* **Lista de tarefas**:
(1) Transcreva, sem nenhuma alteração, tudo o que vai de "A projeção de" até "Teatro de Curitiba." no trecho sobre espetáculos de teatro.
(2) Resuma em duas frases o trecho sobre espetáculos de teatro.
(3) Prolongue o trecho sobre espetáculos de teatro, começando logo depois da última frase apresentada.

* **Trecho fornecido**:
● ● ● ●

Assim, os argentinos do Periférico de Objetos em "A Última
Noite da Humanidade" mergulharam em um lúdico sarcasmo
ao expor a contra-utopia de um
"reality show" que isola e anestesia, mas não abriram mão do lirismo ao projetar fragmentos de filmes caseiros, levando ao desespero de querer voltar para casa,
quando casa não há mais.
Desse exílio da memória pessoal parte o Grupo Malayerba em
"Nuestra Señora de las Nubes":
reinventar o passado é condição
básica para manter a dignidade
no presente, mesmo se o real assim criado seja fantástico e fragmentário.
A projeção de um passado feliz
em contraponto a um incômodo
presente marca também "A Volta
ao Dia em 80 Mundos", da Cia.
Brasileira de Teatro de Curitiba.
Márcio Abreu, contando com o
enorme carisma de Maureen Miranda e Christiane de Macedo,
reinventa Julio Cortázar no feminino, ao propor o mundo como
um jogo de desmontar.
Para os náufragos na utopia, a
objetividade só pode ser vista com
ironia, como a Cia. Coreto da beckettiana Cláudia Missura, que traduziu os tratados de Descartes em
programa culinário de televisão,
em "As Paixões da Alma", ou como origem da tragédia, no sol a
pino do dia aristotélico de "Medéia", encarnada com impacto
por Cibele Jácome, na versão do
teatro do Pequeno Gesto, do Rio.

● ● ● ●

* **Material extraído**:
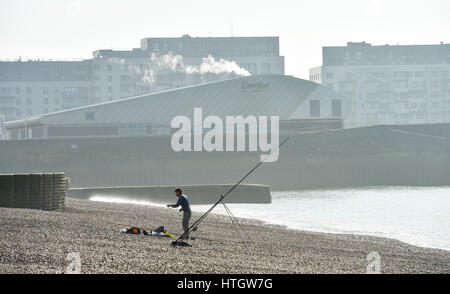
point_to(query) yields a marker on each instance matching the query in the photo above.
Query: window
(90, 115)
(336, 108)
(314, 108)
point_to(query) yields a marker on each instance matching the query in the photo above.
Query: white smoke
(174, 63)
(210, 66)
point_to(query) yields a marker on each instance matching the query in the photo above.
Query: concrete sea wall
(37, 191)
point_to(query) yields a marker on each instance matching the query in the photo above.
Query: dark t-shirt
(183, 202)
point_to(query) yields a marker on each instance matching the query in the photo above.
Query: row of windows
(386, 74)
(314, 108)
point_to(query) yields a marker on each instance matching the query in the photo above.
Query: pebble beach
(39, 242)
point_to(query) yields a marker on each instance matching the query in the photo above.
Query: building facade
(389, 84)
(29, 88)
(300, 105)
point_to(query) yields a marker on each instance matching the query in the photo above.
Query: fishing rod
(194, 226)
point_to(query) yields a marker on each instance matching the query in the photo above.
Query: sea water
(415, 215)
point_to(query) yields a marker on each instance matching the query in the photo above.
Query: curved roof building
(263, 95)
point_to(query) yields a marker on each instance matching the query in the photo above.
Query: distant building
(302, 106)
(29, 88)
(389, 84)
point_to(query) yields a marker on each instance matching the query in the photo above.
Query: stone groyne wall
(46, 191)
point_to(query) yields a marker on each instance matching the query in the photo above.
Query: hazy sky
(74, 28)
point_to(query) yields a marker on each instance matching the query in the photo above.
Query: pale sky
(65, 29)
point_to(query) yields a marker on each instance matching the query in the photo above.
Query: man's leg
(186, 217)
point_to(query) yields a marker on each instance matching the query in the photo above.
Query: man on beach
(184, 203)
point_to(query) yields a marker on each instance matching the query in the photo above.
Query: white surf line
(108, 199)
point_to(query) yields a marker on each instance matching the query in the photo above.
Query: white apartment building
(29, 88)
(389, 84)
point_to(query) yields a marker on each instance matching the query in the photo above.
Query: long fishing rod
(194, 226)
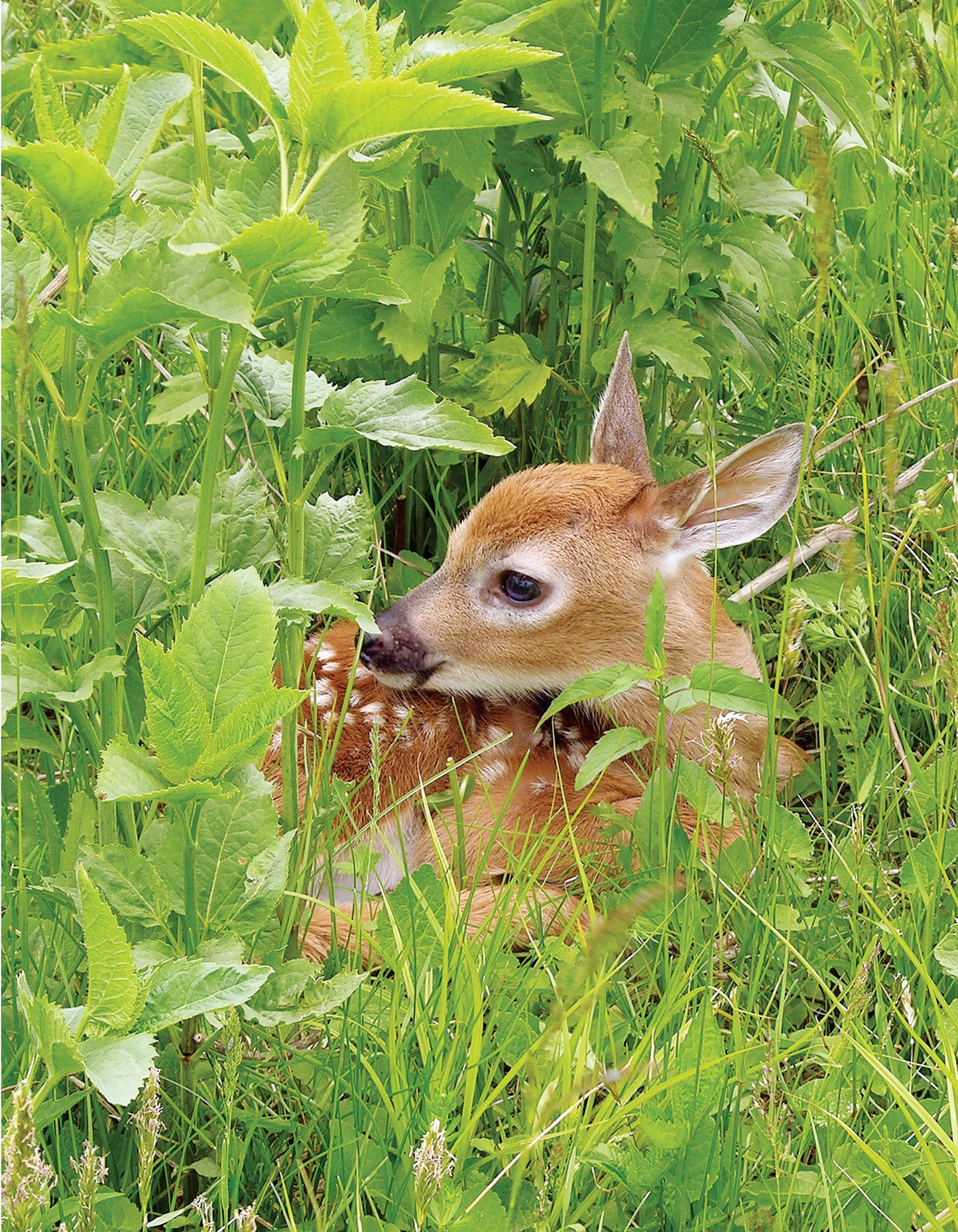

● ● ● ●

* **Respostas em ordem**:
(1)
A projeção de um passado feliz
em contraponto a um incômodo
presente marca também "A Volta
ao Dia em 80 Mundos", da Cia.
Brasileira de Teatro de Curitiba.

(2) O trecho comenta espetáculos como "A Última Noite da Humanidade", do Periférico de Objetos, que expõe com sarcasmo a contra-utopia de um "reality show", e "Nuestra Señora de las Nubes", do Grupo Malayerba, em que reinventar o passado é condição para manter a dignidade no presente. Cita ainda "A Volta ao Dia em 80 Mundos", em que Márcio Abreu reinventa Julio Cortázar no feminino, além de "As Paixões da Alma", que traduz os tratados de Descartes em programa culinário de televisão, e "Medéia", na versão do teatro do Pequeno Gesto.

(3)
Fazendo a ponte entre essas
ilhas utópicas, o resgate da memória transformava o elenco do
Lume Teatro nos excluídos do
Brasil, no inesquecível "Café com
Queijo". Sussurrados ao ouvido
de cada viajante da "Viagem em
Terra Interior", laboratório de vivências de Léa Dant, os segredos
compartilhados transtornavam o
público vendado.
Assim, apesar do troféu pela
participação no festival ser o são
José sorridente, nunca se viu tantas lágrimas na platéia. Desde a
trilogia bíblica do teatro da Vertigem, catarse coletiva, até a comunhão das angústias do artista, solidão da "mulher de olhos fechados", episódio do "Prêt-à-Porter
5" do CPT de Juliana Galdino, e
da escultora Camille Claudel no
delicado "O Deus que Voou", teatro-dança do Teatro do Limite, o
que se pôs no palco nesse ano de
transição não foram fórmulas
prontas, mas a confissão de todas
as dúvidas.
"VOCÊ TEM CERTEZA?", mote da provocação do multiartista
Juny Kp!, sintetiza: o 3º Festival de
Rio Preto, marcado pela introspecção e perplexidade. Semeada a
utopia e regada com lágrimas da
emoção, a safra do ano que vem
promete uma grande colheita.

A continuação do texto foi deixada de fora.